### Supplied text:
------------------------------------------------------------

Equally, the massive influx of foreigners and the resource intensive nature of the prison system meant that aboriginal land was seized in massive swathes, which eventually deprived the natives of access to any fertile land or water supply. This forced them to abandon their nomadic lifestyle and restricted them to live in slum like settlements, officially called “reserves”. These factors, along with the introduction of alcohol and the numerous aboriginal uprisings against the settlers meant that by 1900 the aboriginal population was reduced by 90%.
With the creation of the Australian Federation and the advent of Australian democracy in 1901, you could be forgiven to assume that the aboriginal crisis would be resolved and their rights would be restored. However, it was not to be.
In the first half of the 20th century, the Australian government wanted to create a true Australian identity, separate from its British colonial past. To do so, it abandoned its policy of separation where they restricted Aborigines to reserves; and started one of assimilation which was based upon the assumption of white supremacy. They ruthlessly decided to let the Aborigines die out whilst attempting to incorporate any mixed race ones into Australian society by forcibly removing them from their families and community. Aborigines refer to this era as the “the lost generation”.
Many point to Prime Minister Kevin Rudd’s official apology for Australia’s past policy of assimilation as the moment where the country recognised its past mistakes. They also hoped it would mark the start of a new era of inclusion for the Aboriginal people in Australian society and politics. Since then however, these hopes have been dashed, as assimilation is still very much in place today, with over 13,000 children removed from reserves in 2012, the highest number than any time during this past century.
This has led to the near complete destruction of Aboriginal identity and culture and is arguably a policy inspired from the theory of eugenics, the idea of breeding a superior race.

------------------------------------------------------------

### Material shown:
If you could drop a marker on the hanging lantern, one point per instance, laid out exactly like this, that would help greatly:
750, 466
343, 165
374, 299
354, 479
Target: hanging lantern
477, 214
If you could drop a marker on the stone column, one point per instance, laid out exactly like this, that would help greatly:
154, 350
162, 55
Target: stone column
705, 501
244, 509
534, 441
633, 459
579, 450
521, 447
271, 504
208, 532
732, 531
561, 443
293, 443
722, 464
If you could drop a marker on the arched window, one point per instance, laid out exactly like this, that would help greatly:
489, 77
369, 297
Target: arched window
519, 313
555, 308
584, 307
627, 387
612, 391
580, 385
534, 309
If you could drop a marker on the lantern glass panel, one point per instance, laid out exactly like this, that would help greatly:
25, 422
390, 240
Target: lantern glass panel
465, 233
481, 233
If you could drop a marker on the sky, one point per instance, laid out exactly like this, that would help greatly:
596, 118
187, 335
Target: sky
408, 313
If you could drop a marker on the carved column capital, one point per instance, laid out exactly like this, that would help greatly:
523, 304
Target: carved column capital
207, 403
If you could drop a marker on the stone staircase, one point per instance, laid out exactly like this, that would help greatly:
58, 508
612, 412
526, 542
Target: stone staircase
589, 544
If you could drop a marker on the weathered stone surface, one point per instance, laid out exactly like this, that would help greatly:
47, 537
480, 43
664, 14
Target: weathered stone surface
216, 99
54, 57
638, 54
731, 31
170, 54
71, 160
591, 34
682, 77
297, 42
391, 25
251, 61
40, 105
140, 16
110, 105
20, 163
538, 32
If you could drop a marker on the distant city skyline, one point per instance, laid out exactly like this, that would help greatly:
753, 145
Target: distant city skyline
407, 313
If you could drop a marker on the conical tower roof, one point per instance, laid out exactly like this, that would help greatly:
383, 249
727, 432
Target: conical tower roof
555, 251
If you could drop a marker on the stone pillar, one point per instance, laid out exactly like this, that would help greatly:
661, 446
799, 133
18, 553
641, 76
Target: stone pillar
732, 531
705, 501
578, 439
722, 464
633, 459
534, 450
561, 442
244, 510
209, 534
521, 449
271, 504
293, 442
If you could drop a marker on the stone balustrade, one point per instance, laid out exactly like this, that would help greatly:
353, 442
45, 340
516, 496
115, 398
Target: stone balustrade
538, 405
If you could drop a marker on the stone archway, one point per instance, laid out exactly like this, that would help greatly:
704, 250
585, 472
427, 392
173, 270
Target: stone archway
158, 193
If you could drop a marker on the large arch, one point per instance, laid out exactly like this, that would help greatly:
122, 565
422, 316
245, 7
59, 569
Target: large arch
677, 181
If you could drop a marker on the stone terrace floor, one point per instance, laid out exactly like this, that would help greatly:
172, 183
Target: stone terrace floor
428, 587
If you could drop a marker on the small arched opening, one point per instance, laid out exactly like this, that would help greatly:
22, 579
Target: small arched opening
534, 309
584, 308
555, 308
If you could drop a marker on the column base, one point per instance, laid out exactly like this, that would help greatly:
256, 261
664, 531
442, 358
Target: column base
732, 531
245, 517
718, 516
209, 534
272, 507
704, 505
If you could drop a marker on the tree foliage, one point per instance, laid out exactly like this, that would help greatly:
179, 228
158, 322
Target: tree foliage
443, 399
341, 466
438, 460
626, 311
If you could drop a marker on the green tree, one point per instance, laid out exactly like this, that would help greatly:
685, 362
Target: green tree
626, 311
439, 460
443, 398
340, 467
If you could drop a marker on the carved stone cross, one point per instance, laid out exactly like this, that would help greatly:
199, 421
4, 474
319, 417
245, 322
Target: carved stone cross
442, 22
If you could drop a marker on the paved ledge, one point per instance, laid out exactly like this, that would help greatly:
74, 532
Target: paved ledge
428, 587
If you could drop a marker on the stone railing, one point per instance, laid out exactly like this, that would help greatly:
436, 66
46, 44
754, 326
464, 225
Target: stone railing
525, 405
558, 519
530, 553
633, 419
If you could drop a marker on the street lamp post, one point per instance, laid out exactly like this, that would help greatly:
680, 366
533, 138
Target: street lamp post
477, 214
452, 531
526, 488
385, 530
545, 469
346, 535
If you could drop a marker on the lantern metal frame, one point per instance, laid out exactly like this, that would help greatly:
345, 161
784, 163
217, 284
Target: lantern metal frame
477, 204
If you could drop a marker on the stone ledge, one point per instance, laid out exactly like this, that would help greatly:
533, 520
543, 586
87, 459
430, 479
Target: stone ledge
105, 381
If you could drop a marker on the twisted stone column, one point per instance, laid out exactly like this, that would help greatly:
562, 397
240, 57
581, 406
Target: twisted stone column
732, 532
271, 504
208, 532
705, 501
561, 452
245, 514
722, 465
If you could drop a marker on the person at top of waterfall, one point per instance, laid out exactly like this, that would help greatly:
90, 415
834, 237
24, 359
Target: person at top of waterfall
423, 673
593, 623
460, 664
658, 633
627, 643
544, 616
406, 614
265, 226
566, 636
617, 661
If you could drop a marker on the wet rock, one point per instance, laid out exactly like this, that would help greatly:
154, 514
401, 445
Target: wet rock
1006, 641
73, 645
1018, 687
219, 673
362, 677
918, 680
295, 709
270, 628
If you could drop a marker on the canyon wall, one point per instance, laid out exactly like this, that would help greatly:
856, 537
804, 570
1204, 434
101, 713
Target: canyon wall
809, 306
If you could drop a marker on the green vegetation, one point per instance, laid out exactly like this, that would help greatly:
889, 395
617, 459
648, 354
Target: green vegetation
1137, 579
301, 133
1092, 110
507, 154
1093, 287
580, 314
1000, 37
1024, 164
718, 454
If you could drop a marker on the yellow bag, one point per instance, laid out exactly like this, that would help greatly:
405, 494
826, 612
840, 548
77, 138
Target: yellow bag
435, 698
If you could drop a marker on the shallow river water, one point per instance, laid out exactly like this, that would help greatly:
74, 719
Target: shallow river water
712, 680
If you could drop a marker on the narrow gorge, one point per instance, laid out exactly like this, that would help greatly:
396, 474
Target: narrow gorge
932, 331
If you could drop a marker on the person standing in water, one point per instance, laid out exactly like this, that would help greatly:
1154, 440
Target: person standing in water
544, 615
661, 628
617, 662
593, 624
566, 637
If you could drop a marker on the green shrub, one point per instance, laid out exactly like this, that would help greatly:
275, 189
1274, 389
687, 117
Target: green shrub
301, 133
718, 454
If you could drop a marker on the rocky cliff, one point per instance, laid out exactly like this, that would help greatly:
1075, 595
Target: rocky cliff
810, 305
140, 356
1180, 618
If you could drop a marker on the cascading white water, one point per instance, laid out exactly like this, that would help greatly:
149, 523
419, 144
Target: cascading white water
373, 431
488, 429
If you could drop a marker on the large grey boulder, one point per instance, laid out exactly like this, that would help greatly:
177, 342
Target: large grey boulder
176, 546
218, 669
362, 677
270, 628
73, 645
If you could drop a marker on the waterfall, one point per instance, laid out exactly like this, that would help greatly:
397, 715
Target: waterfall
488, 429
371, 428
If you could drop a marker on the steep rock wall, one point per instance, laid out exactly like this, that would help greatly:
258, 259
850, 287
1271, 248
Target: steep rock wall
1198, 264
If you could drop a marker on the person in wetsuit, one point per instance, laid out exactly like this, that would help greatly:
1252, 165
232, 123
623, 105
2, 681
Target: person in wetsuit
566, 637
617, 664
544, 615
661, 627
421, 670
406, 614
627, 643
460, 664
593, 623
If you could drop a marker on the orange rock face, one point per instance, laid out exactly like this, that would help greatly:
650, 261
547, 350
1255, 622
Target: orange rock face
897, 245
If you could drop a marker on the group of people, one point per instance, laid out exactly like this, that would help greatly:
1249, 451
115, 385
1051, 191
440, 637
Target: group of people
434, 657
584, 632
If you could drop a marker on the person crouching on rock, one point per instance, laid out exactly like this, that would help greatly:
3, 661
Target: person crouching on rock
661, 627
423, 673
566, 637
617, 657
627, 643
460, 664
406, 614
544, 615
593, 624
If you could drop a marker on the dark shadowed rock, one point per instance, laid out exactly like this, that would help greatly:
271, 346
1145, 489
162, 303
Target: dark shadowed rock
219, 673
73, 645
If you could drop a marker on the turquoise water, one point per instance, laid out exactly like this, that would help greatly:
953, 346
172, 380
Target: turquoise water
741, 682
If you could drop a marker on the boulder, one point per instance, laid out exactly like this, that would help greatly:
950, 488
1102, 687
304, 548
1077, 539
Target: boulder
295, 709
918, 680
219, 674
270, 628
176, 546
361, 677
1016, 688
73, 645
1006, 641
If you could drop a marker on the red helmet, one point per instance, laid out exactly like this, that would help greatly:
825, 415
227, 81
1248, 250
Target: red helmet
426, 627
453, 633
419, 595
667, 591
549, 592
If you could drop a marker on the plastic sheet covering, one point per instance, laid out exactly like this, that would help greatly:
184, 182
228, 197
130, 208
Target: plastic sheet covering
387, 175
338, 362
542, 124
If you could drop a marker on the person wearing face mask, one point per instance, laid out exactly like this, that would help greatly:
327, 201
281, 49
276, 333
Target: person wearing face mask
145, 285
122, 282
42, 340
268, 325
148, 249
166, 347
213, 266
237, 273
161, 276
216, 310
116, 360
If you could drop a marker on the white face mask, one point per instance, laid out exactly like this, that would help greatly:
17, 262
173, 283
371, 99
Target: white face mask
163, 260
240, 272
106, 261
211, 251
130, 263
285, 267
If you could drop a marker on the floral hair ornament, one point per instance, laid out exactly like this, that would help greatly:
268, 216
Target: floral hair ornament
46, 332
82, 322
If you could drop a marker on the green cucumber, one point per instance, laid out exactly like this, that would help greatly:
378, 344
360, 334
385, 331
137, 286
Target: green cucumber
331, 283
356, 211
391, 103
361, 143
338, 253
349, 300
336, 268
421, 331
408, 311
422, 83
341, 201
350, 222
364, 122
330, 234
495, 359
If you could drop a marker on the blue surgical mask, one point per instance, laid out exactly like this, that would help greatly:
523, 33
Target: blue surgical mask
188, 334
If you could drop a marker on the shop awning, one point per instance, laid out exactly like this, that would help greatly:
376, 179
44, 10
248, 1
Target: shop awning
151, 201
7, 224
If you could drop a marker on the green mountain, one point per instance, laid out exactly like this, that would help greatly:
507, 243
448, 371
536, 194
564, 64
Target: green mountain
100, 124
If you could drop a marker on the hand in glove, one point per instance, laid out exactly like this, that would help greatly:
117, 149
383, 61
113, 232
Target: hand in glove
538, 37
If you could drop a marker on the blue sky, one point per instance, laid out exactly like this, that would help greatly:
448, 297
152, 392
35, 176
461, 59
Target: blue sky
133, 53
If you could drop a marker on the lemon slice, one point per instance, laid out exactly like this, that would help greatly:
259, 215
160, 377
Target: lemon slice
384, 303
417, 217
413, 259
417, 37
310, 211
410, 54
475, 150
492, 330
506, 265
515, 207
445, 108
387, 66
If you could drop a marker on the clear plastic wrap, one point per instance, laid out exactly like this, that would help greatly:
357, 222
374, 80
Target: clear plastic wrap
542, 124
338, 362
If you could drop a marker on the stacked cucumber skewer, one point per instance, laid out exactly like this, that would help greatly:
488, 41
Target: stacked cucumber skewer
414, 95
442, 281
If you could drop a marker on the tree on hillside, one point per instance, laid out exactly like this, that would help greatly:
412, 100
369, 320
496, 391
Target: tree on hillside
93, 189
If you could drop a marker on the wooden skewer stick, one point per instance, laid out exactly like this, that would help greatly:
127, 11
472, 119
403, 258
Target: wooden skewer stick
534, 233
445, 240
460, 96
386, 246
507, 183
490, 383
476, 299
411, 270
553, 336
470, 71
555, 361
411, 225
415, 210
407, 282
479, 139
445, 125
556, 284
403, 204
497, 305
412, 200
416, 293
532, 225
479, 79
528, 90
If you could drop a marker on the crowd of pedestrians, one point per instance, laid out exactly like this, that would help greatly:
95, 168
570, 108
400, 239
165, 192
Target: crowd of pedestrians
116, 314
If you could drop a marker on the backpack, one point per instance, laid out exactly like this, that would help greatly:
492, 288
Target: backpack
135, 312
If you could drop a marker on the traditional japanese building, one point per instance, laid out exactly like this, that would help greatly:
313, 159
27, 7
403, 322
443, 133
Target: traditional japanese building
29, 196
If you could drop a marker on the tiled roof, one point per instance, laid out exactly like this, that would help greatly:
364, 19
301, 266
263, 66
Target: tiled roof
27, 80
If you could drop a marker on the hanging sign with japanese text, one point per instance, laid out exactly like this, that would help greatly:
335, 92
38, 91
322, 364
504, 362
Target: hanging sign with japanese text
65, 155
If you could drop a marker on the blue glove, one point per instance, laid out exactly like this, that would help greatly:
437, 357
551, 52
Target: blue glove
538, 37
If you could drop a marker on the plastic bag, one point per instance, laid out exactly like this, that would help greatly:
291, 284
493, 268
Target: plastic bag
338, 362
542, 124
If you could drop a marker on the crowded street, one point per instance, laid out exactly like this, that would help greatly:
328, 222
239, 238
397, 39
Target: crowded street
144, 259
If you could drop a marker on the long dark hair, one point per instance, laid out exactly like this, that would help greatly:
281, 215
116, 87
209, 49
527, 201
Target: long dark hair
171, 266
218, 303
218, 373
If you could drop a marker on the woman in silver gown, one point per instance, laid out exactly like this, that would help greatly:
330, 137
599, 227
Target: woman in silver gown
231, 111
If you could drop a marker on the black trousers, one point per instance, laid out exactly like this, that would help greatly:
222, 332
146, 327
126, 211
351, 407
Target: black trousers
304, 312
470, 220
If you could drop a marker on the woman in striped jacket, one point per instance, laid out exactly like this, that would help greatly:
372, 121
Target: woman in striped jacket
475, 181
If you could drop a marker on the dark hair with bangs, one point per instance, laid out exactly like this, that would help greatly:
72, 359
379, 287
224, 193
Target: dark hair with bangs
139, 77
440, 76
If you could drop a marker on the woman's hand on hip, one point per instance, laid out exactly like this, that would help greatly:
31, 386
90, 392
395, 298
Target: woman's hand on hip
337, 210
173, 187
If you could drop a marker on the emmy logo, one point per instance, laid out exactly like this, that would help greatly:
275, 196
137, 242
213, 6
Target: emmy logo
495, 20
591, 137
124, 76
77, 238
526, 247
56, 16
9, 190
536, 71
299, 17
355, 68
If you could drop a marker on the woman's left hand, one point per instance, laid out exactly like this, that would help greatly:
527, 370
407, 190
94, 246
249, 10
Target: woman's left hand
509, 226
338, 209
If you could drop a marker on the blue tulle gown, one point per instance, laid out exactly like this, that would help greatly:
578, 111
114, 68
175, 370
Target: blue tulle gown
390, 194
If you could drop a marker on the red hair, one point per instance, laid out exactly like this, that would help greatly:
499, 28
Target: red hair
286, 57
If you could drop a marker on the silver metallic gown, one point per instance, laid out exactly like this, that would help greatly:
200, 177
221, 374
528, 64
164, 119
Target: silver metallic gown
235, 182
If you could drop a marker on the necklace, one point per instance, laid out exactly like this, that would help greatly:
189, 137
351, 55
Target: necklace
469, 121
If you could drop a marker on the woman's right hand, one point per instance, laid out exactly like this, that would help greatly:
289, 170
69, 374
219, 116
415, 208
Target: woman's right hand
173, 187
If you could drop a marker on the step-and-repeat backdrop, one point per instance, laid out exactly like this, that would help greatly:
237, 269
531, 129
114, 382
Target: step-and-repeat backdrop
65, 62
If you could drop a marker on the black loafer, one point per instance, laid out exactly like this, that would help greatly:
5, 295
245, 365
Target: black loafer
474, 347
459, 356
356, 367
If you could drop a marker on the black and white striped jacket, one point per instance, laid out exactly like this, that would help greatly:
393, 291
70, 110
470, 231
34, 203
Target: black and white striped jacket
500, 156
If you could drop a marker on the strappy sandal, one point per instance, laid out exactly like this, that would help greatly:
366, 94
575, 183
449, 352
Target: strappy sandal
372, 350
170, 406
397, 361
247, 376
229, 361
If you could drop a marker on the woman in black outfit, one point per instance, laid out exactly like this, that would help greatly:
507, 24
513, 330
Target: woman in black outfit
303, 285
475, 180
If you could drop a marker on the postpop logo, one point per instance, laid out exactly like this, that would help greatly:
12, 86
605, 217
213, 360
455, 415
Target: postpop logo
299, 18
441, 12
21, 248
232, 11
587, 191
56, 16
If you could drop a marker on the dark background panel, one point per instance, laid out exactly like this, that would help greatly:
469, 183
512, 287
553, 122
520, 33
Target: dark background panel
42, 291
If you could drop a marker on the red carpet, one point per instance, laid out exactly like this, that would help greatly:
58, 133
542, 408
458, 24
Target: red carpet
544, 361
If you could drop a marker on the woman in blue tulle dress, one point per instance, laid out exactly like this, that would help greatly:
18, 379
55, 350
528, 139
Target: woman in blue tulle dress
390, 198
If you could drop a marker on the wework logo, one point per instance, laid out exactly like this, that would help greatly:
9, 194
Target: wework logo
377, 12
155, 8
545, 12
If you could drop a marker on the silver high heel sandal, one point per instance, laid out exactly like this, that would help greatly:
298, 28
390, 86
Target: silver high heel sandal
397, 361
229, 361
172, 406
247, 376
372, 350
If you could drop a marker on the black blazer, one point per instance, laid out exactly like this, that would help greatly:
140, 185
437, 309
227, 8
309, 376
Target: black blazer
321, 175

------------------------------------------------------------

### Task requirements:
- A) Please return the part of the passage on Aboriginal Australians between "With the creation" and "was not to be.", inclusive, copied word for word.
- B) Take the passage on Aboriginal Australians further, starting right after its final sentence.
The listing comes from a separate source.

### Set of answers:
- A)
With the creation of the Australian Federation and the advent of Australian democracy in 1901, you could be forgiven to assume that the aboriginal crisis would be resolved and their rights would be restored. However, it was not to be.

- B)
John Pilger’s work on the plight and suffering of the Aboriginal population also casts a great deal of light on the incredible disparities between them and the rest of society. For instance, in the town of Wilcannia, New South Wales, the Aboriginal people’s life expectancy is 37, lower than that of the Central African Republic, one of the poorest countries on earth. The fact that the number of incarcerated black Australians is 8 times that of black South Africans during apartheid is also particularly revealing to the injustice they suffer.
Far from improving, the situation has worsened over the past few years, with the number of Aborigines living in slums increasing by a third, life expectancy decreasing dramatically and malnutrition so severe that many cannot even ingest the antibiotics NGOs give them because they have nothing to eat them with.
It is also looking increasingly unlikely that change will come from Australia’s political elite, who have either completely ignored the issue or outright rejected it as a matter of importance. This is epitomised by Prime Minister Tony Abbott who, upon being confronted by the UN rapporteur on the rights of Indigenous people regarding his policies towards Aborigines, told her to “get a life” and to not just “listen to the old victim brigade”.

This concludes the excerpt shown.